▶ [Written task]:
Each line from the one that contains "of the ceiling." to the end of the material must be quoted exactly; include both end lines and nothing else.

--- START OF Exercise input ---

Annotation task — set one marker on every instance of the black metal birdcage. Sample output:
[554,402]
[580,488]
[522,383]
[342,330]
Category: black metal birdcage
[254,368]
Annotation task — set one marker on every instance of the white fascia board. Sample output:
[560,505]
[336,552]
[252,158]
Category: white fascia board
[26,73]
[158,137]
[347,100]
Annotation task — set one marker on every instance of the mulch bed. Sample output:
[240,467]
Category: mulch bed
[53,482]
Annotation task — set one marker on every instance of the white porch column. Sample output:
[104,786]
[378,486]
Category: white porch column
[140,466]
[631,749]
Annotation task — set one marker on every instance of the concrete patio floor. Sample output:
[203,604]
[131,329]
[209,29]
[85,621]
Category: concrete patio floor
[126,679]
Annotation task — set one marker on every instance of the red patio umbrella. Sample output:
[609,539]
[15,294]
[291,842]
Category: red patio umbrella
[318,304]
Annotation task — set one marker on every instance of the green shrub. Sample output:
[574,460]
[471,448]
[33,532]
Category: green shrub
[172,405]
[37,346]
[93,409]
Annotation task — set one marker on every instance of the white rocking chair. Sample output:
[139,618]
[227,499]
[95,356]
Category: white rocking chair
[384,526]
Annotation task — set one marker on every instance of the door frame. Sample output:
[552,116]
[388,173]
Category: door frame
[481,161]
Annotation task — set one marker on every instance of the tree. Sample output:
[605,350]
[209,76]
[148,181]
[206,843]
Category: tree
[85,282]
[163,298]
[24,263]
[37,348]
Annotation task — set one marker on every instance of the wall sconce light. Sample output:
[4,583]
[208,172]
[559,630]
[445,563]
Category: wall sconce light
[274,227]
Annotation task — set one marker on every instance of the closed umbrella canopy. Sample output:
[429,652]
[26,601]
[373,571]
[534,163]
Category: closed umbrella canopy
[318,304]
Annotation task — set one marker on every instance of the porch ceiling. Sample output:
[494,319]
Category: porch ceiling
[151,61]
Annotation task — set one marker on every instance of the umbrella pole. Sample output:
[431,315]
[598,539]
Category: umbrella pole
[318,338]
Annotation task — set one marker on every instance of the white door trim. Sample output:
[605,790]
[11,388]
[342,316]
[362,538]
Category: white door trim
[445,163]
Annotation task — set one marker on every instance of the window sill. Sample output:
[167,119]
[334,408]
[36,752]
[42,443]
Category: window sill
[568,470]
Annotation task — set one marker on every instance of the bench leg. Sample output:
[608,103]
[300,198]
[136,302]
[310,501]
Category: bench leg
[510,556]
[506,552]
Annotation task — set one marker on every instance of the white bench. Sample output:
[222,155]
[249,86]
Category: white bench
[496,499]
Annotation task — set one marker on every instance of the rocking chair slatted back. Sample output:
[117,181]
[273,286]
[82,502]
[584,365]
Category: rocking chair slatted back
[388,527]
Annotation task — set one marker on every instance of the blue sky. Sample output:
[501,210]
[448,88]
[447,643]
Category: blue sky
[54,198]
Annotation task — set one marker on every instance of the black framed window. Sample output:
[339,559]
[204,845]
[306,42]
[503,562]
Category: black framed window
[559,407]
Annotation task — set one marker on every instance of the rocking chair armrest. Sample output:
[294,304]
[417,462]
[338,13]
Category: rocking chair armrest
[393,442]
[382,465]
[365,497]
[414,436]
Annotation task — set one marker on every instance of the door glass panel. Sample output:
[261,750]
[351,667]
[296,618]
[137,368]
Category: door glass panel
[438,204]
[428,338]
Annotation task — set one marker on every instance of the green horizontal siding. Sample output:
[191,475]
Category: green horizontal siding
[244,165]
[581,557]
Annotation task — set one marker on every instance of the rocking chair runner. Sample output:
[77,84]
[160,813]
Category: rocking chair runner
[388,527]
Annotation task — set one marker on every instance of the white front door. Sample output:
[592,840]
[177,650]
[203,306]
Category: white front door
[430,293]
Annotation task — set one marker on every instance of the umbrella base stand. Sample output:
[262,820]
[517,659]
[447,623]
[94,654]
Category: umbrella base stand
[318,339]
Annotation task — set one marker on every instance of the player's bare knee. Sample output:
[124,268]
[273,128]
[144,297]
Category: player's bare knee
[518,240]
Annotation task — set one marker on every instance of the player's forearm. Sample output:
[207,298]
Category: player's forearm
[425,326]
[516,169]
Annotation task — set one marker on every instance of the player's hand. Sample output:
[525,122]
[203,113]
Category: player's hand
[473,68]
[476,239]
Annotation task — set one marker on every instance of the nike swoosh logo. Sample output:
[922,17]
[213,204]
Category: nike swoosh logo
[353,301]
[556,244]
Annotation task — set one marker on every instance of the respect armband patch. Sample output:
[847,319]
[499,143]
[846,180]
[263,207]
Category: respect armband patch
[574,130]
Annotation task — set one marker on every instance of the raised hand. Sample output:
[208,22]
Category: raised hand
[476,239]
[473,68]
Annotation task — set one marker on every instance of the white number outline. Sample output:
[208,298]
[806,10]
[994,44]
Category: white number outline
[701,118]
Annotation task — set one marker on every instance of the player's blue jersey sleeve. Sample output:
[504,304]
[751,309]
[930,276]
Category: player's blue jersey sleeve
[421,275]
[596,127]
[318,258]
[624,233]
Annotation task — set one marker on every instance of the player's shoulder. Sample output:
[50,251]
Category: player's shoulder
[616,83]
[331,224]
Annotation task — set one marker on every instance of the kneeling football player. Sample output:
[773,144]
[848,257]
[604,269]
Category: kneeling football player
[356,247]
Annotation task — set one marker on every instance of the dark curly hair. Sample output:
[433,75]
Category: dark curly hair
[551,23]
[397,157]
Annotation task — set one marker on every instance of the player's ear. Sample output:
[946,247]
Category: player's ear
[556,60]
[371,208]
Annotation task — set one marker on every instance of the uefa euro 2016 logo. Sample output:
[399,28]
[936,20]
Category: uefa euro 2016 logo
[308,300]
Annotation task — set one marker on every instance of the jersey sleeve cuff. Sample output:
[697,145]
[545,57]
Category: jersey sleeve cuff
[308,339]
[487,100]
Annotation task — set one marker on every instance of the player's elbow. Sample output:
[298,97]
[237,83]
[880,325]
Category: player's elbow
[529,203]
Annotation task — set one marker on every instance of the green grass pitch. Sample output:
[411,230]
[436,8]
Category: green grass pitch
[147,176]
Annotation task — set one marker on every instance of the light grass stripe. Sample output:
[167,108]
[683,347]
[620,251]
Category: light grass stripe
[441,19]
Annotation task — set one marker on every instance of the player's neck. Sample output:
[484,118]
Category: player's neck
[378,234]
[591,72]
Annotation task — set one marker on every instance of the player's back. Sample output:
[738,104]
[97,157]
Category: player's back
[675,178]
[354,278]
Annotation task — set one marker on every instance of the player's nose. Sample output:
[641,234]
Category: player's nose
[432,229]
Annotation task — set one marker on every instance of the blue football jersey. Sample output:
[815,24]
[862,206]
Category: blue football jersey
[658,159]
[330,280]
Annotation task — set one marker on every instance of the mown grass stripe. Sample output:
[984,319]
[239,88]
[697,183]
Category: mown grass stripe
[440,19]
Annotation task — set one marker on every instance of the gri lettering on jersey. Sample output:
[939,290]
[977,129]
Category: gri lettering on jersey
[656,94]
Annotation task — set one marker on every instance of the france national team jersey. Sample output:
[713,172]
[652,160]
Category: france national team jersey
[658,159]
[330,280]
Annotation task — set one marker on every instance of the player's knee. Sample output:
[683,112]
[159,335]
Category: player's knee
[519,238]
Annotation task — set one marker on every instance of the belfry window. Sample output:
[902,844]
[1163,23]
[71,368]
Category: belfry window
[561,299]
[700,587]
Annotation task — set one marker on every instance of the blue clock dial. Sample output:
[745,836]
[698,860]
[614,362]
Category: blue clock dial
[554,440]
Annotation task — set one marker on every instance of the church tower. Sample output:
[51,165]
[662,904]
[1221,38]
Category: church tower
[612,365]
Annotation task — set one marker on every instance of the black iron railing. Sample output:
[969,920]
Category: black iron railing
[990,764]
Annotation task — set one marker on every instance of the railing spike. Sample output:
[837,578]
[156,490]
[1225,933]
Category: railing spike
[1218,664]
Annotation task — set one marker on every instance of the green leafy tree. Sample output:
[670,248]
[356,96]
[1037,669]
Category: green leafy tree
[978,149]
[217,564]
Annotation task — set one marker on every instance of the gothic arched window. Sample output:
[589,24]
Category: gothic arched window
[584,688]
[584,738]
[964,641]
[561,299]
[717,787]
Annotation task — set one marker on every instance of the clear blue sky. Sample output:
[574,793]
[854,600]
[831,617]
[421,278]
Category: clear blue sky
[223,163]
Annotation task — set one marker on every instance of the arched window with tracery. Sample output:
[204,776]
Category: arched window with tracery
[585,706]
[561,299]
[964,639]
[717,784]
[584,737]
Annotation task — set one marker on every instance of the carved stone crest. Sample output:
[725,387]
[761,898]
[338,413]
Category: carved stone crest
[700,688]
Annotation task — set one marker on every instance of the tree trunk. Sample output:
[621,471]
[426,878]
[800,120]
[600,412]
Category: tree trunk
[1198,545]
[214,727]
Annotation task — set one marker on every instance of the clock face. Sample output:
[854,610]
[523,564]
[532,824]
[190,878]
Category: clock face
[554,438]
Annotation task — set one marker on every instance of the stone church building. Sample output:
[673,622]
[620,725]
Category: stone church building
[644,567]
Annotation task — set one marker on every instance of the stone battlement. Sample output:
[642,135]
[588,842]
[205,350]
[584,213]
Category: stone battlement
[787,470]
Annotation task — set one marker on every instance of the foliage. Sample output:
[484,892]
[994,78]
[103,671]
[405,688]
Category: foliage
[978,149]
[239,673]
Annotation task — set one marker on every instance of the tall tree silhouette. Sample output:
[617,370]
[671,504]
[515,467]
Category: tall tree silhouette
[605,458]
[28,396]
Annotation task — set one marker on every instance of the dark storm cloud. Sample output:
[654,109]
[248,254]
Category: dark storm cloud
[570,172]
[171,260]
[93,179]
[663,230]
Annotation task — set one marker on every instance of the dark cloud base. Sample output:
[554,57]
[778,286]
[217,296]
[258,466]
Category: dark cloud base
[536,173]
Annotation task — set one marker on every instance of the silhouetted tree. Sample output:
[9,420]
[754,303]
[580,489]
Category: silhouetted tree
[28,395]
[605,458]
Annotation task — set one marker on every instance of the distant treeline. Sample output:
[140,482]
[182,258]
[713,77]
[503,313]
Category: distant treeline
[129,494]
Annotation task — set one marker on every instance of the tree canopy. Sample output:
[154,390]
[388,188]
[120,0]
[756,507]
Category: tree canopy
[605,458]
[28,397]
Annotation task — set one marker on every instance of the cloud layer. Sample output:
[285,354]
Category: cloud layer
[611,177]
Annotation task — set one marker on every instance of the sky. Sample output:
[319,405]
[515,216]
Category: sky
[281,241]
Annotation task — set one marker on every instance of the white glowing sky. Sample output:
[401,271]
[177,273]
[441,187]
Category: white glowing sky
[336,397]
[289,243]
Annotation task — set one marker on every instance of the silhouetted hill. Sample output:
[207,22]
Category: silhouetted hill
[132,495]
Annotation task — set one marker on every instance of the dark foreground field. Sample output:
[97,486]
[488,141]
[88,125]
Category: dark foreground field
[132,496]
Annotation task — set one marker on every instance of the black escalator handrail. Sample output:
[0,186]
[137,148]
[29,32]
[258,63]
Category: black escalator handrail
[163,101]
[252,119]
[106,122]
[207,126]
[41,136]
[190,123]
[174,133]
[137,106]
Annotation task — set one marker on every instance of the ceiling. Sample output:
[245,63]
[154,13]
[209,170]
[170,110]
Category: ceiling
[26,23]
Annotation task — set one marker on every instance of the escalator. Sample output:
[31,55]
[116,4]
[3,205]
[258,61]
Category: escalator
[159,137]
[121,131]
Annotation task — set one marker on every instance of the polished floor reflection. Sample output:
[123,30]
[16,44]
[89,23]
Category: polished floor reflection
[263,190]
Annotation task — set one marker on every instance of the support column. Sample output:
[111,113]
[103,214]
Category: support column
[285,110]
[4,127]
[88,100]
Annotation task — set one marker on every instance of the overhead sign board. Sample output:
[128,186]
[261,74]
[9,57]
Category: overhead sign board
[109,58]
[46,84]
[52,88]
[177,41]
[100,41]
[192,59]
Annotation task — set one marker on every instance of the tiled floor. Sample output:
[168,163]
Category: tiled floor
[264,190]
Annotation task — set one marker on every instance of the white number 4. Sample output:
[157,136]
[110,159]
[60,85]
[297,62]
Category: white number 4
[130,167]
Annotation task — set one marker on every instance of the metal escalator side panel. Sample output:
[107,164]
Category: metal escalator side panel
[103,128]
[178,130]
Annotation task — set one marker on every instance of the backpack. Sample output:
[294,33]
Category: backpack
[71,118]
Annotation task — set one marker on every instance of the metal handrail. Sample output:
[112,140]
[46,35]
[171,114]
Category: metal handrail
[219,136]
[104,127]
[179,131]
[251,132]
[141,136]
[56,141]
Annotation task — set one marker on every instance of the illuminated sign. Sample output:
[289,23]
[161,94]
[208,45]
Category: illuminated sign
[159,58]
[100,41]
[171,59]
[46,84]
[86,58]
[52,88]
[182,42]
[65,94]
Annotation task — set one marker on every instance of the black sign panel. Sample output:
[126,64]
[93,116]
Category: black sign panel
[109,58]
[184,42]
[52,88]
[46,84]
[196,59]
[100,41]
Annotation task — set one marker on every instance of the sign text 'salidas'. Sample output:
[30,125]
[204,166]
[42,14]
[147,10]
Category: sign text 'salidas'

--- END OF Exercise input ---

▶ [Exercise answer]:
Annotation task — set one marker on every instance of the ceiling. Sample output:
[245,63]
[154,13]
[209,170]
[170,110]
Category: ceiling
[26,23]
Annotation task — set one marker on every instance of the escalator. Sample output:
[31,55]
[116,4]
[3,205]
[258,61]
Category: escalator
[159,137]
[121,131]
Annotation task — set one marker on every instance of the polished floor reflection. Sample output:
[123,30]
[16,44]
[89,23]
Category: polished floor reflection
[263,190]
Annotation task — set one marker on every instance of the support column. Sample output:
[111,113]
[103,214]
Category: support column
[285,110]
[4,127]
[88,100]
Annotation task — set one marker on every instance of the overhead sign board. Sample output:
[128,186]
[261,74]
[9,57]
Category: overhead sign board
[109,58]
[46,84]
[52,88]
[177,41]
[100,41]
[192,59]
Annotation task — set one marker on every instance of the tiled floor. Sample output:
[168,163]
Category: tiled floor
[264,190]
Annotation task — set one marker on every instance of the white number 4. Sample output:
[157,136]
[110,159]
[60,85]
[297,62]
Category: white number 4
[130,167]
Annotation task — set one marker on every instance of the metal escalator side panel. Sample output:
[107,164]
Category: metal escalator side panel
[103,128]
[178,130]
Annotation task — set one marker on every instance of the backpack. Sample output:
[294,33]
Category: backpack
[71,118]
Annotation task — set one marker on every instance of the metal handrail. Sample output:
[112,140]
[46,35]
[171,114]
Category: metal handrail
[219,136]
[104,127]
[179,131]
[251,132]
[141,136]
[56,141]
Annotation task — set one marker on every instance of the illuminated sign. Sample output:
[289,23]
[161,94]
[208,45]
Category: illuminated sign
[159,58]
[100,41]
[171,59]
[46,84]
[86,58]
[52,88]
[182,42]
[65,94]
Annotation task — set one marker on every instance of the black sign panel. Sample output:
[126,64]
[93,116]
Category: black sign panel
[109,58]
[184,42]
[52,88]
[46,84]
[196,59]
[100,41]
Annotation task — set one marker on every instance of the sign text 'salidas'. Sample output:
[30,125]
[204,166]
[42,14]
[147,10]
Category: sign text 'salidas'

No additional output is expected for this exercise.